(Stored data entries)

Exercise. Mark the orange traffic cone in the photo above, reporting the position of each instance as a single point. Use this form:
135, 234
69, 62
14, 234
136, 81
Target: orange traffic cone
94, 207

:: Exercise goal ::
When you output the entries, keep every word exactly as it stands.

:: Answer section ::
Exercise. Mark the orange traffic cone in the photo above, reporting the position of each instance as a single point. Use this form:
135, 234
69, 62
14, 234
136, 81
Target: orange traffic cone
94, 207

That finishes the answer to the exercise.